> [Task brief] Every line in the data below that holds "locate" should be found and copied.

> [Source records]
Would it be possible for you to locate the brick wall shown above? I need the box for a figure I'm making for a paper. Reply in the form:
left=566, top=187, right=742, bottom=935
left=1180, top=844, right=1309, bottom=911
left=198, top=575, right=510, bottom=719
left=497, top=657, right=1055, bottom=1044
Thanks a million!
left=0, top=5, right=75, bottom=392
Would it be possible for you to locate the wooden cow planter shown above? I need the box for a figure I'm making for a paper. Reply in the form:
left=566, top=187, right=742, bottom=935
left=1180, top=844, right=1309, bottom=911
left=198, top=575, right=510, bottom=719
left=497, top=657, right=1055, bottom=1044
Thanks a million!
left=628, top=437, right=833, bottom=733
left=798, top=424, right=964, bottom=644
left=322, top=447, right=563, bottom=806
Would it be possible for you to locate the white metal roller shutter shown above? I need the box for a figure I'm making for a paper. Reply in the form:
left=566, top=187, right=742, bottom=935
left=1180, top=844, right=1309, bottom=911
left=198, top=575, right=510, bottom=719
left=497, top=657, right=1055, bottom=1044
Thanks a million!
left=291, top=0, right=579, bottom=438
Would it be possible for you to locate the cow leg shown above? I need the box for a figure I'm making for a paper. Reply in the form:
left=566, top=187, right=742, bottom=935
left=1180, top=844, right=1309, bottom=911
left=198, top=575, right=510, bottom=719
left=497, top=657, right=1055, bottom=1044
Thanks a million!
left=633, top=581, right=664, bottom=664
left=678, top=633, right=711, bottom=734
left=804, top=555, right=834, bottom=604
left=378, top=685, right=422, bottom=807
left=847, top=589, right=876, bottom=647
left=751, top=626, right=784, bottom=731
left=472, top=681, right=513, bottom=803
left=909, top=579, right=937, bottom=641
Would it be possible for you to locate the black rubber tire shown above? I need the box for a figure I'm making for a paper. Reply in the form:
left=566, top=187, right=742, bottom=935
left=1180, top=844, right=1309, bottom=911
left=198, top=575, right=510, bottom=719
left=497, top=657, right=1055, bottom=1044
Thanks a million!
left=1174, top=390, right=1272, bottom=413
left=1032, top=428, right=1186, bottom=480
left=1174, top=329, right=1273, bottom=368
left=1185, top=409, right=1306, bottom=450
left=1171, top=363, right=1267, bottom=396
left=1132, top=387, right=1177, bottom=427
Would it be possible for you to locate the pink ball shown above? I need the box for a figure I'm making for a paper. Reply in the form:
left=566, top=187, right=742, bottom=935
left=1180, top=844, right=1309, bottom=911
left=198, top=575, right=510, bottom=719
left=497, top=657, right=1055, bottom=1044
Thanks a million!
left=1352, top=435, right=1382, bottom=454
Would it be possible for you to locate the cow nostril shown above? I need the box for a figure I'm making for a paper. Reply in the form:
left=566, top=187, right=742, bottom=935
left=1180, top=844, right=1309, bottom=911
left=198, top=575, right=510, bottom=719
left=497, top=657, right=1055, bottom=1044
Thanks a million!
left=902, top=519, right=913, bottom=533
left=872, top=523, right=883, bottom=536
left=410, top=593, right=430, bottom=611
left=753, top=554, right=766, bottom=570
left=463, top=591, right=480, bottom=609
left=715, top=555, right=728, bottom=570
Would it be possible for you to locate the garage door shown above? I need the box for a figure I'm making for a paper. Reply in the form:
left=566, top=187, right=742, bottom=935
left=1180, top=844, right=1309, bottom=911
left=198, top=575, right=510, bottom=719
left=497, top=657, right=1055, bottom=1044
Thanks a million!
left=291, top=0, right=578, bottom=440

> [Task output]
Would it be possible for you to locate the brick wall shown above? I need the box for a figure I'm making for a paper. Reply in the form:
Would it be possible for you to locate the wooden cow planter shown above? I need the box for a figure I'm making for a paper. Reply in the form:
Would it be possible for you to locate the white metal roller shutter shown above? I need the box for a figure I'm making for a paper. Reply in the form:
Would it be possible for you to locate the cow leg shown above? I need the box for a figure I'm making for a paper. Reply in the form:
Would it be possible for you to locate the black rubber tire shown above? I need the box for a figure I'm making for a paper. Reply in the form:
Would it be possible for you to locate the pink ball shown above? I need the box for a figure I'm making for a paper. Reply in the form:
Would it be possible for you to locate the cow nostril shown above? I need the box for a figure I'm making for a paper. Reply in the form:
Would it be possible for you to locate the garage door shown above? I need the box for a figure I'm making for a paper. Reply in the form:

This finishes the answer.